**Work required**
Copy every one of the following entries line by line, without changing a single character.

**Location identification entries**
::::

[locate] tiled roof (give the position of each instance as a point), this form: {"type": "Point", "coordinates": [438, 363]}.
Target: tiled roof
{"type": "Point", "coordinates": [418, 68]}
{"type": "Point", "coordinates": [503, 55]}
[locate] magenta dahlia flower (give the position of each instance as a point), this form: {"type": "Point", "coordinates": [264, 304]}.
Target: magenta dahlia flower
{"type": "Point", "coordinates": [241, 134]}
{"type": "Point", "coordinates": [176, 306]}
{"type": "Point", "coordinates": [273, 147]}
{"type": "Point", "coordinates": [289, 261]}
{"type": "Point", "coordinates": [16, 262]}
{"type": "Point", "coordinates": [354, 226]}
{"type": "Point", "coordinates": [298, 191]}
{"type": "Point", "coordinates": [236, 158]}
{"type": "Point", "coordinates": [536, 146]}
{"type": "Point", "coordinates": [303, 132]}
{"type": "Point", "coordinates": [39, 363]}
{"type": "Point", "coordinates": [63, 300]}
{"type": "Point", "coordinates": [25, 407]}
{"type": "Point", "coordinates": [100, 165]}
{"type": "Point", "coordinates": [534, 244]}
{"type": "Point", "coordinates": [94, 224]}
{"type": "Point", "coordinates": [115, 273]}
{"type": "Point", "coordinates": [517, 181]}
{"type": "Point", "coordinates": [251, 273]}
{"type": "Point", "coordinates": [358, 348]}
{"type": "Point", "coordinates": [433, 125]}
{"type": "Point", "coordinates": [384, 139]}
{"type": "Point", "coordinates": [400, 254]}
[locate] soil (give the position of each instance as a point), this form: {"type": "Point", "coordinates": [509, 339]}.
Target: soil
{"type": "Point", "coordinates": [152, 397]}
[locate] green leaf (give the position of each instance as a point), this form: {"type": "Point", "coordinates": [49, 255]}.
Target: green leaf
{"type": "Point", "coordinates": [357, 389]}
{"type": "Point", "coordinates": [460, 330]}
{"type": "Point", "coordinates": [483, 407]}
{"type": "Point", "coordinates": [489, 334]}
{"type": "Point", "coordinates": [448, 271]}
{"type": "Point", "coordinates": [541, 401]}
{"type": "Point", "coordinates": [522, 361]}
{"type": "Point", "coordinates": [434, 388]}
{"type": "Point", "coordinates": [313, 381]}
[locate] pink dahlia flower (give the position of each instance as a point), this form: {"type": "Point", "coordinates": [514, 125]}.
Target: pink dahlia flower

::::

**Written answer**
[locate] tiled roof (give the position of each instance as a point), this form: {"type": "Point", "coordinates": [438, 363]}.
Target: tiled roof
{"type": "Point", "coordinates": [418, 68]}
{"type": "Point", "coordinates": [503, 55]}
[locate] magenta dahlia flower (give the position of each instance as a point), this form: {"type": "Point", "coordinates": [264, 304]}.
Target: magenta dahlia flower
{"type": "Point", "coordinates": [241, 134]}
{"type": "Point", "coordinates": [176, 306]}
{"type": "Point", "coordinates": [273, 147]}
{"type": "Point", "coordinates": [289, 261]}
{"type": "Point", "coordinates": [16, 262]}
{"type": "Point", "coordinates": [354, 226]}
{"type": "Point", "coordinates": [298, 191]}
{"type": "Point", "coordinates": [236, 158]}
{"type": "Point", "coordinates": [536, 146]}
{"type": "Point", "coordinates": [303, 132]}
{"type": "Point", "coordinates": [39, 363]}
{"type": "Point", "coordinates": [63, 300]}
{"type": "Point", "coordinates": [25, 407]}
{"type": "Point", "coordinates": [100, 165]}
{"type": "Point", "coordinates": [534, 244]}
{"type": "Point", "coordinates": [94, 224]}
{"type": "Point", "coordinates": [115, 273]}
{"type": "Point", "coordinates": [517, 181]}
{"type": "Point", "coordinates": [251, 273]}
{"type": "Point", "coordinates": [358, 348]}
{"type": "Point", "coordinates": [433, 125]}
{"type": "Point", "coordinates": [384, 139]}
{"type": "Point", "coordinates": [400, 254]}
[locate] soil (give the position of each instance as a point), this form: {"type": "Point", "coordinates": [509, 339]}.
Target: soil
{"type": "Point", "coordinates": [152, 397]}
[locate] green leaf (give the position of each instance as a point), this form: {"type": "Point", "coordinates": [49, 255]}.
Target: green leaf
{"type": "Point", "coordinates": [357, 389]}
{"type": "Point", "coordinates": [460, 330]}
{"type": "Point", "coordinates": [483, 407]}
{"type": "Point", "coordinates": [489, 334]}
{"type": "Point", "coordinates": [448, 271]}
{"type": "Point", "coordinates": [541, 401]}
{"type": "Point", "coordinates": [522, 361]}
{"type": "Point", "coordinates": [434, 388]}
{"type": "Point", "coordinates": [313, 381]}
[locate] pink dahlia flower (give the position of each instance as a point), this form: {"type": "Point", "coordinates": [514, 125]}.
Target: pink dahlia flower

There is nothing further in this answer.